Texto de origem:
- - - - - - -
Mesmo sendo criança batizada e vivendo numa família predominantemente cristã, no prenúncio da minha adolescência – sob a estupidez e prepotência que necessariamente a acompanha – caí no ateísmo. Mas essa descrença não se deu por um impulso natural, não foi coisa tirada da minha cabeça, pois apesar da rebeldia que a adolescência traz, eu não teria sido capaz de me afundar tanto pelas minhas próprias mãos. O que houve foi o seguinte: nesse mesmo período, comecei a despertar o gosto pela leitura, mas não tendo quem me guiasse nesse amanhecer da minha vida intelectual, lia aquilo que era consagrado na mídia. Não tendo quem me mostrasse o que era importante ler, eu, perdido, acabei lendo o que não prestava.

O método como praticava essas leituras – sem nem mesmo saber que se tratava de um método, pois para mim surgia como uma propensão natural – era o de apagar da minha mente qualquer julgamento que eu já tivesse e ler como se aquelas coisas fossem verdadeiras e corretas. Deixar para depois a análise e a crítica daquilo que estava lendo e me preocupar apenas em absorver o conteúdo na sua totalidade. Muito mais tarde eu vim descobrir que essa forma de leitura tem um nome, “suspension of disbelief”.
- - - - - - -
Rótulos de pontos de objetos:
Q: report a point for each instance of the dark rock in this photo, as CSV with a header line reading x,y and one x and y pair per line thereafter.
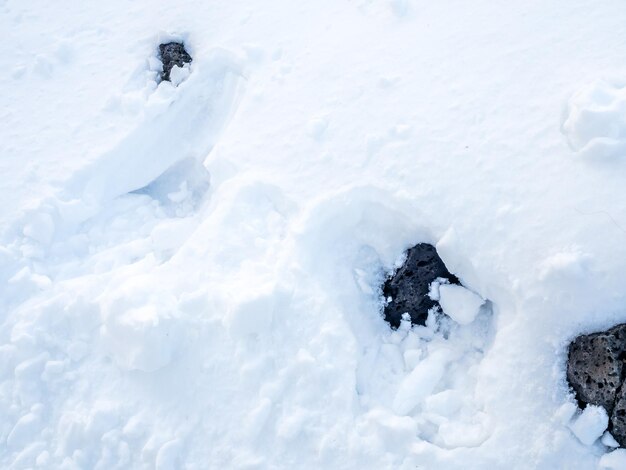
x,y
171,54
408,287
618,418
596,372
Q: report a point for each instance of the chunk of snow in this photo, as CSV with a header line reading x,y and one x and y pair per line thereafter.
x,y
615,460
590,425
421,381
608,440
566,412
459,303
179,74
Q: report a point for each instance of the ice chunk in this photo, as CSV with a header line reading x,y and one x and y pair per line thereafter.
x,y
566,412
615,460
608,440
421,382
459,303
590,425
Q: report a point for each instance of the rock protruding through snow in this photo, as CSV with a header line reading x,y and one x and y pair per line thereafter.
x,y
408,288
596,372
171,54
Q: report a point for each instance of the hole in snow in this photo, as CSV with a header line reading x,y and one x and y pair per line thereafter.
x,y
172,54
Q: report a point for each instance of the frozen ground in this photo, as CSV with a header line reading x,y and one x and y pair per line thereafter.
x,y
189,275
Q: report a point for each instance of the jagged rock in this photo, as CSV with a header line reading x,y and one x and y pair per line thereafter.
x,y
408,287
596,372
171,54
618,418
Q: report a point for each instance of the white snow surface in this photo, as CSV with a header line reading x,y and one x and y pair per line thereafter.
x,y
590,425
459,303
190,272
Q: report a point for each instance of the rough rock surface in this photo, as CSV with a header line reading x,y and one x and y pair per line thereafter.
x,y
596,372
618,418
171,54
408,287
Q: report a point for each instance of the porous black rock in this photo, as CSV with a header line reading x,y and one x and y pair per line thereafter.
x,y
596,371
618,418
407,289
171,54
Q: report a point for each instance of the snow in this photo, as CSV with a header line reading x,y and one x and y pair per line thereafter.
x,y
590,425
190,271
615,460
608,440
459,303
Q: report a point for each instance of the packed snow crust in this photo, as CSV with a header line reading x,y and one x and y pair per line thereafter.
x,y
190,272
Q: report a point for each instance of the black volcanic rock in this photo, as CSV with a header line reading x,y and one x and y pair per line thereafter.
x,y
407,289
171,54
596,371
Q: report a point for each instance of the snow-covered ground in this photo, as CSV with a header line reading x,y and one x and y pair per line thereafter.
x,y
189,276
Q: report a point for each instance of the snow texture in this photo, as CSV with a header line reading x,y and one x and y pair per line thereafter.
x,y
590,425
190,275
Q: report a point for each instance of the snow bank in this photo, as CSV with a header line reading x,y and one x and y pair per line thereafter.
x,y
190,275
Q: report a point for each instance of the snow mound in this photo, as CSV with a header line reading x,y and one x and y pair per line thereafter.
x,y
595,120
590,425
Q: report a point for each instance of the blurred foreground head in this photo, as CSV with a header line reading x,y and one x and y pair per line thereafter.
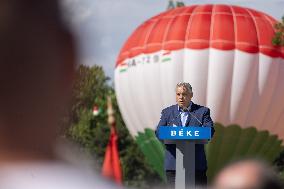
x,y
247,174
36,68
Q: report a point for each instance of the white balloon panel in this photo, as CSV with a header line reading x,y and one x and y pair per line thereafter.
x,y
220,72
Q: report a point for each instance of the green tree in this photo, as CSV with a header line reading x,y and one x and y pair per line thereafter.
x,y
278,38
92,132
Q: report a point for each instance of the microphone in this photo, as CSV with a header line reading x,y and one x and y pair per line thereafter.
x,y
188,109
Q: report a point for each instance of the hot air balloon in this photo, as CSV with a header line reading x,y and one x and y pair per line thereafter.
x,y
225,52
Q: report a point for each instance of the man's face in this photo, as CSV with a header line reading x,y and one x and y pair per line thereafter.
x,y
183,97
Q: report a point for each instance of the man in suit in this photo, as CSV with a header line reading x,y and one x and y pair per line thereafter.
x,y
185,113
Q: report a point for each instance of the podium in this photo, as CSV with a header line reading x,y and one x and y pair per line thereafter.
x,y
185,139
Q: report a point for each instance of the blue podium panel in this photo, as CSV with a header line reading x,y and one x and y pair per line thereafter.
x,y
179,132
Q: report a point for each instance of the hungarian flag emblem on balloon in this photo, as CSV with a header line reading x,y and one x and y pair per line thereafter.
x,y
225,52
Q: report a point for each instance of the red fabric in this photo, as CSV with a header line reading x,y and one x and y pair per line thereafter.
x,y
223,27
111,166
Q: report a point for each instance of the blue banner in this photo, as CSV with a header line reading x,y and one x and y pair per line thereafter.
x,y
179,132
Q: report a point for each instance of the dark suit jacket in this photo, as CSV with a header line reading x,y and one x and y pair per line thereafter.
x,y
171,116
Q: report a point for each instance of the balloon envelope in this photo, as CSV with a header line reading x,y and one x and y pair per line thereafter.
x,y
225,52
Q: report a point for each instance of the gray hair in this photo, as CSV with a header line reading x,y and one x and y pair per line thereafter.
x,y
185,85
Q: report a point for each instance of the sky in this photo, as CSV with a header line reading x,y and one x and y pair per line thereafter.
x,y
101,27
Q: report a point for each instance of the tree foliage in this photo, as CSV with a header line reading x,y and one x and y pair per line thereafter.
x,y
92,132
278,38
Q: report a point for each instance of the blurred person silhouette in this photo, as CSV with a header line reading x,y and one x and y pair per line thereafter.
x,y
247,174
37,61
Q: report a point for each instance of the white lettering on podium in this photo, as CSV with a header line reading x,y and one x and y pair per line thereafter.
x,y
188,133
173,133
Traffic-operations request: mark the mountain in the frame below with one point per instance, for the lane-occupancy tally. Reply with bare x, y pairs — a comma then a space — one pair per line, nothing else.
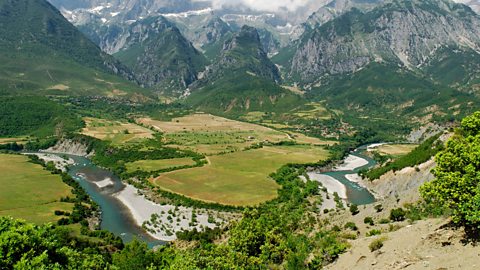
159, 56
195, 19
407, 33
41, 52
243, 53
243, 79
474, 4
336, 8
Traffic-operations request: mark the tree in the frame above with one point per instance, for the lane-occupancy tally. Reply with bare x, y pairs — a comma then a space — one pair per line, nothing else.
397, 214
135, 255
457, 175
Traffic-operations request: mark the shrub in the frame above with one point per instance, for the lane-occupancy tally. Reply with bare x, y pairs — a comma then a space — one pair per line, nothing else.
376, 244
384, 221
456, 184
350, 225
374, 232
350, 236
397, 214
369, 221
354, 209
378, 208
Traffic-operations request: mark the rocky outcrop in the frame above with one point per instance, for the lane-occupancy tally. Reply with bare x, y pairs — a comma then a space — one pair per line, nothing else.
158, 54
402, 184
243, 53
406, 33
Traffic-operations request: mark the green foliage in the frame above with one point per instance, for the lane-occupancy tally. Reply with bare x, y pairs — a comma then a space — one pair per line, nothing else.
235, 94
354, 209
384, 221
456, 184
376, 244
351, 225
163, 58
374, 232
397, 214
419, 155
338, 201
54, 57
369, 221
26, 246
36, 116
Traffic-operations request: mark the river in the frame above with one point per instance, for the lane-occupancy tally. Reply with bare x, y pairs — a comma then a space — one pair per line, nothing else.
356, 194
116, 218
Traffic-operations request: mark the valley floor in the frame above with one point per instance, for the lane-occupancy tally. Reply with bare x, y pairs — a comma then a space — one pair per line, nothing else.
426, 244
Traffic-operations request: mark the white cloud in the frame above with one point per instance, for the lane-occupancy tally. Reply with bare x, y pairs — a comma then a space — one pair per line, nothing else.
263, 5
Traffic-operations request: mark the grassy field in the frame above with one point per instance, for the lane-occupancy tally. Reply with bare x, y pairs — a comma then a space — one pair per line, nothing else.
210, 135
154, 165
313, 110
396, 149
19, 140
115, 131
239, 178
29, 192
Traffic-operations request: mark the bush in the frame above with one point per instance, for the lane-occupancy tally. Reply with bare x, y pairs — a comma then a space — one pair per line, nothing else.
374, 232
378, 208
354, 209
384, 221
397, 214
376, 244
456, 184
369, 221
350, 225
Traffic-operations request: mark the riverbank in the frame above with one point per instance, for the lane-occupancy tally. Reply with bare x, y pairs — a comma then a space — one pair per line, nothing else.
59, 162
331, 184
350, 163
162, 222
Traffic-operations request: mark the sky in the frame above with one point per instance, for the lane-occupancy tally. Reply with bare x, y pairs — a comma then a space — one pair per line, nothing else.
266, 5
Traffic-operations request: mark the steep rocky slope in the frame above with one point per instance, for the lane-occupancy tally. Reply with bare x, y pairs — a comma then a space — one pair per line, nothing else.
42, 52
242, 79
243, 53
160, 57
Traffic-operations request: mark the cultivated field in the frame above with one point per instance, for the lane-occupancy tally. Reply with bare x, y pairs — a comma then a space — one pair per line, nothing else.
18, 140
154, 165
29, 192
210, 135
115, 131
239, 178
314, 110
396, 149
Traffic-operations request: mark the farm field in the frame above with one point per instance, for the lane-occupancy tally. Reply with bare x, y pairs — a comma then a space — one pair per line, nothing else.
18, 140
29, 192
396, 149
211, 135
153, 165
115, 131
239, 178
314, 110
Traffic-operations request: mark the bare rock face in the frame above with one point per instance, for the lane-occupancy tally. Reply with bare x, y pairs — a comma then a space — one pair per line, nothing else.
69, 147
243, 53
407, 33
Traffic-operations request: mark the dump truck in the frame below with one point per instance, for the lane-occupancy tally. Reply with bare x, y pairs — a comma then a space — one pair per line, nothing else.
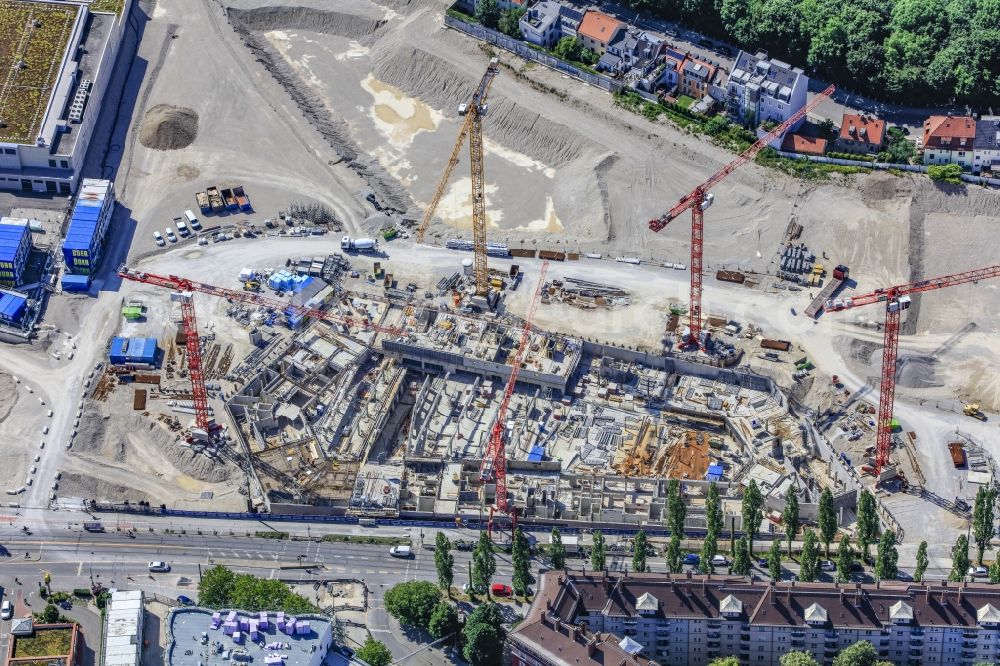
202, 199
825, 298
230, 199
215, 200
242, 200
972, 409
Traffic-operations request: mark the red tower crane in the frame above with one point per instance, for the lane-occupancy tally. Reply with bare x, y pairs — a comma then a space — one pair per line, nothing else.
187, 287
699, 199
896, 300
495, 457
- - - - - - -
Lista de tarefas:
(1) Liste as características que o texto sobre leitura e ateísmo na adolescência atribui à própria adolescência.
(2) Dê continuidade ao texto sobre leitura e ateísmo na adolescência a partir do ponto em que ele termina.

Resultados do exercício:
(1) Estupidez, prepotência e rebeldia.

(2)
Isso resultou num problema sério. A “suspension of disbelief” é algo que deve ser usado com muito cuidado, em obras de qualidade e numa fase mais madura da vida. Como era muito novinho ao fazer isso, sem nem imaginar que havia um termo correspondente, comecei logo com uns doidos ateus, cientificistas, descontrucionistas etc. Depois de finalizada a leitura na suspensão de julgamento, não sabia voltar para o mundo real. Ao longo dos anos, esse veneno foi contaminando meu espírito e provocando uma apatia sobre a vida, sobre as pessoas (mesmo sobre familiares), sobre a existência em geral.

Com relação aos assuntos relacionados diretamente com a espiritualidade, com ênfase no Catolicismo, fui primeiro criando uma dúvida, depois uma descrença e por fim — alimentado por um impulso de superioridade aos constatar as pessoas ao redor que, coitadinhas, ainda nutriam sentimentos espirituais –, uma chacota e blasfêmia por tudo o que era sagrado. Imagino que o passo seguinte, que necessariamente viria na próxima fase, seria algo próximo ao Satanismo. Mas antes que o percurso chegasse nesse ponto fatídico, tive contato com a obra do professor Olavo de Carvalho. Foi disso que ele me salvou.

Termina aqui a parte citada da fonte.